<<<<

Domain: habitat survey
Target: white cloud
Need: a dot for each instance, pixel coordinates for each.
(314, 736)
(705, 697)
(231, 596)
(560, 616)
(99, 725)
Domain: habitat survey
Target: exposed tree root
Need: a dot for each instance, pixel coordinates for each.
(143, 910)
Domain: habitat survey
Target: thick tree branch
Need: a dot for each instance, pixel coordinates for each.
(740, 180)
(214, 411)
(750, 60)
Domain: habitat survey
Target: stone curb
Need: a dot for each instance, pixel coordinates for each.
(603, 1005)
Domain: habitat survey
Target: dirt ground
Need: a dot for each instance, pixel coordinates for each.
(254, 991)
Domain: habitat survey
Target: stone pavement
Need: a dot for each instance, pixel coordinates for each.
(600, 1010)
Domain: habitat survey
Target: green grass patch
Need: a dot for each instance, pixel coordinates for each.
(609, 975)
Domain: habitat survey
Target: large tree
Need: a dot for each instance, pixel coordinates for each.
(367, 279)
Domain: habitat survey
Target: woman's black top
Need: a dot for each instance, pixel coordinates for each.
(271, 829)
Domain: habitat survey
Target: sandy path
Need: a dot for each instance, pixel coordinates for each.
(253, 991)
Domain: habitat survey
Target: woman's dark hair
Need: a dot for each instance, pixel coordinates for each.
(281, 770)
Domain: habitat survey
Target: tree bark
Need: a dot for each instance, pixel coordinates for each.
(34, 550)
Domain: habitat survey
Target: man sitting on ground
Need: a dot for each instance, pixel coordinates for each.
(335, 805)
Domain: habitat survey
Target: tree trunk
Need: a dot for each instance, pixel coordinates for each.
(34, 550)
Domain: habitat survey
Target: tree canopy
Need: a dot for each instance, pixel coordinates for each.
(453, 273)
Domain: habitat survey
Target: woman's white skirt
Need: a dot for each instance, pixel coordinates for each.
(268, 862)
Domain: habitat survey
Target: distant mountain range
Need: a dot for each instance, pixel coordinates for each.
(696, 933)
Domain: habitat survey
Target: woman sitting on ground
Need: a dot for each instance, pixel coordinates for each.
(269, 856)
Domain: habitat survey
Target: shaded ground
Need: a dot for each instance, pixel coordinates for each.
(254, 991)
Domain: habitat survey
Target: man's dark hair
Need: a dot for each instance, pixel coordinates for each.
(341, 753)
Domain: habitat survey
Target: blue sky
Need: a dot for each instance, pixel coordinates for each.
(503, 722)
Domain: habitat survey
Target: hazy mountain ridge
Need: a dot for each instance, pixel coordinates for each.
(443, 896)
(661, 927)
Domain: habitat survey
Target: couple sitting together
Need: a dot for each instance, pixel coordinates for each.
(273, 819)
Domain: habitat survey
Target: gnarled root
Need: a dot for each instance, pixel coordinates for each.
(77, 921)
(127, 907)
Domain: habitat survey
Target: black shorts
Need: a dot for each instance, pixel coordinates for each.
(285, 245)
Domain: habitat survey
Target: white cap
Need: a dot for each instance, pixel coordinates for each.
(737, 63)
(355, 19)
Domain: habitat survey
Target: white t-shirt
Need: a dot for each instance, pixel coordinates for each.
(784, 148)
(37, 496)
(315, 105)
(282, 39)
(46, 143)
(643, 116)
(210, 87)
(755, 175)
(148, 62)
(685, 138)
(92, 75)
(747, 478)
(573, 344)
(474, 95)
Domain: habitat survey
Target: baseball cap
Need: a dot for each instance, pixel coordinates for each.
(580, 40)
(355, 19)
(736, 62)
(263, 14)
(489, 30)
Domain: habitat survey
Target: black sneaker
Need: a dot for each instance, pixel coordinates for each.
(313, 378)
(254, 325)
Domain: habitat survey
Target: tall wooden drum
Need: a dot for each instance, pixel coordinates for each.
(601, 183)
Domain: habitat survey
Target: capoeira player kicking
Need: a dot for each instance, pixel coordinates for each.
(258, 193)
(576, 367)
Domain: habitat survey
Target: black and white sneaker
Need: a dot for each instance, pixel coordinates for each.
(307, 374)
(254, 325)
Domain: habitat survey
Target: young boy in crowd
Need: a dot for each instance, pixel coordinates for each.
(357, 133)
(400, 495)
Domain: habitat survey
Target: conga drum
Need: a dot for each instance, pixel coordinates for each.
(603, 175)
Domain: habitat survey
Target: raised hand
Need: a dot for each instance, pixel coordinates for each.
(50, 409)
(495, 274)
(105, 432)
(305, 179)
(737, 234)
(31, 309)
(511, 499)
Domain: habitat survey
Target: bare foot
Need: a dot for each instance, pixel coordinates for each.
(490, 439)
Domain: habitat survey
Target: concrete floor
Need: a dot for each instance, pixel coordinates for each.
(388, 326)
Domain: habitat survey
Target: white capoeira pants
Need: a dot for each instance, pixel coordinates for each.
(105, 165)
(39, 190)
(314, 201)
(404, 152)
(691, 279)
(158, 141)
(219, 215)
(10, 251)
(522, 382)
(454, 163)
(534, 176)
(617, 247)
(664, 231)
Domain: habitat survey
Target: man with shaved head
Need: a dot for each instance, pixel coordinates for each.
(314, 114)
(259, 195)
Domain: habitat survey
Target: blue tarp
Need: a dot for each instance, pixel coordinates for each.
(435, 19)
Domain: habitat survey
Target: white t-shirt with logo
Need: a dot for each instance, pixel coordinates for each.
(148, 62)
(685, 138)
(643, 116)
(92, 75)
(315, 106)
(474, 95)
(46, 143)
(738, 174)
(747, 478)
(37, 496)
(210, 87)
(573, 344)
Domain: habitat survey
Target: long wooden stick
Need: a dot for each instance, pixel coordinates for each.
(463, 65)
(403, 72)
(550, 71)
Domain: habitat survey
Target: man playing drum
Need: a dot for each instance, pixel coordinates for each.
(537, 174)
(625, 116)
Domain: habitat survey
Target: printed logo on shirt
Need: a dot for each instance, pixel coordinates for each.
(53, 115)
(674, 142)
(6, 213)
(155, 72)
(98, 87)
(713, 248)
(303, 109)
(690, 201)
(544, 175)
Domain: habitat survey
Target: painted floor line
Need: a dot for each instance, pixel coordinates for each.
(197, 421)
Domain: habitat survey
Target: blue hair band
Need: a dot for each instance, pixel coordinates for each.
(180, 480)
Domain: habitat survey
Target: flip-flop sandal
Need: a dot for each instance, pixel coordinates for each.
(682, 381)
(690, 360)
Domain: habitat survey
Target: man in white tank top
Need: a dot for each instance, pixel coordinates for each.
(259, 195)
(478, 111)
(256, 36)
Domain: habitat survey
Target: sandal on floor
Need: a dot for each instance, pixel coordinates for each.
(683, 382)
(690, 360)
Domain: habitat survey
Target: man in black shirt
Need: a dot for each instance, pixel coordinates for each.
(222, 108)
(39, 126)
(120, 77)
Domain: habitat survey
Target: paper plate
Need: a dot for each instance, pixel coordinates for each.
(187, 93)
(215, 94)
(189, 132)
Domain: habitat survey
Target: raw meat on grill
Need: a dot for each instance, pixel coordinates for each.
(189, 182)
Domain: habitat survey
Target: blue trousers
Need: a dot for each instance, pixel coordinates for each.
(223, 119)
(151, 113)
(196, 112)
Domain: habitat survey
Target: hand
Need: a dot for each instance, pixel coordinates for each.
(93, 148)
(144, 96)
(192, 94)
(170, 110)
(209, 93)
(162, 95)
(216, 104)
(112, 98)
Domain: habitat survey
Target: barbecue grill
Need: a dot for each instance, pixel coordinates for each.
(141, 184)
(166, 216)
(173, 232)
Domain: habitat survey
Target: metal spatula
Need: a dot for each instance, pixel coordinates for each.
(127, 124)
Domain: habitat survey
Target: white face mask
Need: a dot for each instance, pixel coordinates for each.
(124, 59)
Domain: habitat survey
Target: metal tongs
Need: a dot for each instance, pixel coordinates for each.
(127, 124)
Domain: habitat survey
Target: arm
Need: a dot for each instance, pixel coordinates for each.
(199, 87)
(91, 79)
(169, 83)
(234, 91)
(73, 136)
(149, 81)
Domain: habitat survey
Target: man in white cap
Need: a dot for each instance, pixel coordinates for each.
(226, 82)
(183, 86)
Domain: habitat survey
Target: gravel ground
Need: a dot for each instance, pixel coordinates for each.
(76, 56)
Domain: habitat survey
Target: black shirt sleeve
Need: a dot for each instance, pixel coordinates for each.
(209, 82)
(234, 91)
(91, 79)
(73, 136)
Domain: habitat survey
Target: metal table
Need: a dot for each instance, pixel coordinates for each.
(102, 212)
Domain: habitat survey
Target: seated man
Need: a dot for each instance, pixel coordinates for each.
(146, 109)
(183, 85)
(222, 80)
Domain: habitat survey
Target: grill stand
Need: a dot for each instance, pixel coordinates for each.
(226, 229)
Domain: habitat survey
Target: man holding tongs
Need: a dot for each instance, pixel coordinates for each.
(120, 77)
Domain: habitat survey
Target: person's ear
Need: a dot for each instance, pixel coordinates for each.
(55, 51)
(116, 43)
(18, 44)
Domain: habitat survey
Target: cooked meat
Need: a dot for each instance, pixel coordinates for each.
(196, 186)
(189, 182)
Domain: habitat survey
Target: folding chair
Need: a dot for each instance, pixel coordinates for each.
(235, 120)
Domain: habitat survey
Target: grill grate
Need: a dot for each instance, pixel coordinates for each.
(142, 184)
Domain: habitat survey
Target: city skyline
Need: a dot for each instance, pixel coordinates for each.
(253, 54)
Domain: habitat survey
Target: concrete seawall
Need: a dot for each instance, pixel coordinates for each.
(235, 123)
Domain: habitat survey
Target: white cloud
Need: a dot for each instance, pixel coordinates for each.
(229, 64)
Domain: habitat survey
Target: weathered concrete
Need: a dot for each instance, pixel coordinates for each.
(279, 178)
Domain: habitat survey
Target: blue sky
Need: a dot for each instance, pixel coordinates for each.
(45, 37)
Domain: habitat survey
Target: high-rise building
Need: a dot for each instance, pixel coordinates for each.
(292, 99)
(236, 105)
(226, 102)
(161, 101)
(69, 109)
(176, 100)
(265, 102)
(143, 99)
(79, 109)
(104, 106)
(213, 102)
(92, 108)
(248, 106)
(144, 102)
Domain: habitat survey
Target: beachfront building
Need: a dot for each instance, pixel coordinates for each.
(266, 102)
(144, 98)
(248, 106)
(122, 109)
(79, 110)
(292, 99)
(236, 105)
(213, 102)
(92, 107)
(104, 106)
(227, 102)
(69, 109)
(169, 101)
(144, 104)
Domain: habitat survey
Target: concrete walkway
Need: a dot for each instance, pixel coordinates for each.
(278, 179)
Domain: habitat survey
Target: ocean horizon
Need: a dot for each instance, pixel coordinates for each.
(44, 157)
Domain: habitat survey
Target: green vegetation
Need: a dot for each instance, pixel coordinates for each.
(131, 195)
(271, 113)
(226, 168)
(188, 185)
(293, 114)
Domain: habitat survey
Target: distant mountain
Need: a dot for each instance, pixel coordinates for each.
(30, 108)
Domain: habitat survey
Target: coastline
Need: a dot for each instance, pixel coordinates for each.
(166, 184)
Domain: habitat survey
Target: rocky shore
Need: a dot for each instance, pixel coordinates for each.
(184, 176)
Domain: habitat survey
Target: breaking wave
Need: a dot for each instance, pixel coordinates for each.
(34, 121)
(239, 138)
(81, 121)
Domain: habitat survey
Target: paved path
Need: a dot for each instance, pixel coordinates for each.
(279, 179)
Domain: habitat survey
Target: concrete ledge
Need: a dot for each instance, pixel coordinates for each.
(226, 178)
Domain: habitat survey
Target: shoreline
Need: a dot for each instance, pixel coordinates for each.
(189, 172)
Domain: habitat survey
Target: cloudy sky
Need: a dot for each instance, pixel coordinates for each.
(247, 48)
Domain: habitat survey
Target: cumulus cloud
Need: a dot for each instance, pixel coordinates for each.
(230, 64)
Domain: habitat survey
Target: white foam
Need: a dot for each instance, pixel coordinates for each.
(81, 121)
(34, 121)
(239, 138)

>>>>

WRITTEN INSTRUCTION: Rewrite the lines from the first one through the line containing "(603, 1005)", swapping "habitat survey" for "field survey" and keeping everything else the same.

TASK ANSWER:
Domain: field survey
Target: white cloud
Need: a dot for each instance, pixel coordinates for each.
(314, 736)
(705, 697)
(231, 596)
(560, 616)
(99, 725)
Domain: field survey
Target: exposed tree root
Need: a dot for each instance, pixel coordinates for each.
(143, 910)
Domain: field survey
Target: thick tree branch
Need: a dot for each instance, pixel coordinates for each.
(740, 180)
(214, 411)
(750, 60)
Domain: field survey
Target: stone curb
Need: a dot for each instance, pixel coordinates for each.
(603, 1005)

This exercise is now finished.